▸ PROVIDED MATERIAL:
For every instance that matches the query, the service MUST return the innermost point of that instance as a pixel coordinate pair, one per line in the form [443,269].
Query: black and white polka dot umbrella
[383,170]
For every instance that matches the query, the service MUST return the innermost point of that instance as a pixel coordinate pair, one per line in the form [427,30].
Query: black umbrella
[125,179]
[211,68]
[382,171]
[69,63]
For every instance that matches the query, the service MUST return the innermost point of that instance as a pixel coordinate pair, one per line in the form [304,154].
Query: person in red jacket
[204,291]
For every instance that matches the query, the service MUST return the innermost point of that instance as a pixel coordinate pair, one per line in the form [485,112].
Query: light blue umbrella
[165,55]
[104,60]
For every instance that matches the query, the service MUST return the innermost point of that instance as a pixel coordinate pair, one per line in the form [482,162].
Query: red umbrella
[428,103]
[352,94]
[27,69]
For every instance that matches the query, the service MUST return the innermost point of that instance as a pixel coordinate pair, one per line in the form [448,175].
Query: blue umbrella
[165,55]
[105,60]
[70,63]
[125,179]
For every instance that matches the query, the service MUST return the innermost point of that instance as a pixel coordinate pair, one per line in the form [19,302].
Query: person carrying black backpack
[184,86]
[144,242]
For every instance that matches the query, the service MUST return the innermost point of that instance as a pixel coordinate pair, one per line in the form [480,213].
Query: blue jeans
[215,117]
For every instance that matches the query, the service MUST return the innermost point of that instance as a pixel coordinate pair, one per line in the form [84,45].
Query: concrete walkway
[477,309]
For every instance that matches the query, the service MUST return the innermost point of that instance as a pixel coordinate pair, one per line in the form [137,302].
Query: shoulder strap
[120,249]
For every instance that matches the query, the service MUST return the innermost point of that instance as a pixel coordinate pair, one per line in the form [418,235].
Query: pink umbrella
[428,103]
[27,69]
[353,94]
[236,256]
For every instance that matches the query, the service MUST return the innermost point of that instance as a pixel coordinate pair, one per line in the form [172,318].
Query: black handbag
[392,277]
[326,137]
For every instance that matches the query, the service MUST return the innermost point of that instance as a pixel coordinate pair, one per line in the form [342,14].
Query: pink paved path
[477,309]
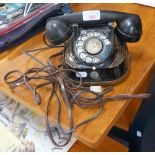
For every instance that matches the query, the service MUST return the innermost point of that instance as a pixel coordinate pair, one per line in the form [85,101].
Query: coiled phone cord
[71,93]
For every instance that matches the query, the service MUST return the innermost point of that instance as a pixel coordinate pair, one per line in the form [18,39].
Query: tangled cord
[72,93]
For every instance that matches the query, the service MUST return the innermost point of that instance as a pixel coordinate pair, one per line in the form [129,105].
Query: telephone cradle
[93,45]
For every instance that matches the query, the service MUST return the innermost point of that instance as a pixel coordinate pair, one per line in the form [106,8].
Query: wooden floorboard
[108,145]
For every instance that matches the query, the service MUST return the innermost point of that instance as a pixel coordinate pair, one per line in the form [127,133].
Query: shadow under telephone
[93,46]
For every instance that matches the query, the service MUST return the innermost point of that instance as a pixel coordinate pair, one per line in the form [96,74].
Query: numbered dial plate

==

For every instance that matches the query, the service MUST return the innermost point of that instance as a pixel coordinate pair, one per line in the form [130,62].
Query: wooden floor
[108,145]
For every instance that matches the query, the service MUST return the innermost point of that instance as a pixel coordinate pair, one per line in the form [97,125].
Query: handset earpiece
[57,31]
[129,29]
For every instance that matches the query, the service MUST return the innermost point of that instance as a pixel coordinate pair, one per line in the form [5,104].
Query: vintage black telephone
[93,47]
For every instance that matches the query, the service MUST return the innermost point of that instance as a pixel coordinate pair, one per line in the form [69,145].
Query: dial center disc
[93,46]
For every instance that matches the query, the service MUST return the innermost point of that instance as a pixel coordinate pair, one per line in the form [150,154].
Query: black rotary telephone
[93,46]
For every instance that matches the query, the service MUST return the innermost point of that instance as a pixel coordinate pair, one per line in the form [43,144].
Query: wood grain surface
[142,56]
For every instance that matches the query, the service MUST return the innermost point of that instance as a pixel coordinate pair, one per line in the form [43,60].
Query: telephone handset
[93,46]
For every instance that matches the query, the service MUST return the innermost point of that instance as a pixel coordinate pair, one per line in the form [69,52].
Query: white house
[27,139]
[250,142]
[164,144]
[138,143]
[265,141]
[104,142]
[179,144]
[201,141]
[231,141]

▸ WHAT YOU ARE ASKED TO DO: Format the lines in the records above, from the line containing "the form [18,39]." down to the line containing "Query: numbered dial plate", both lines included, as a JSON list of strings with one string per line and blank lines omitted.

▸ COMPLETED EXERCISE:
[
  "For every instance that matches the query, the service MUST return the innermost point of that instance as a pixel coordinate pair, one per line in the form [18,39].",
  "Query: tangled cord",
  "[72,93]",
  "For every instance that matches the query, the service MUST return the innermost point of that instance as a pixel coordinate pair, one per line in the form [129,105].",
  "Query: telephone cradle",
  "[93,45]",
  "For every instance that matches the query, the service MUST return the innermost point of that instance as a pixel coordinate pair, one per line in the form [106,8].",
  "Query: wooden floorboard",
  "[108,145]",
  "For every instance that matches the query, the service MUST return the innermost point of that instance as a pixel coordinate pair, one per line in the form [127,133].",
  "Query: shadow under telephone",
  "[93,46]",
  "For every instance that matches the query, the service MUST return the innermost point of that instance as a pixel coordinate pair, one per line in the form [96,74].",
  "Query: numbered dial plate"
]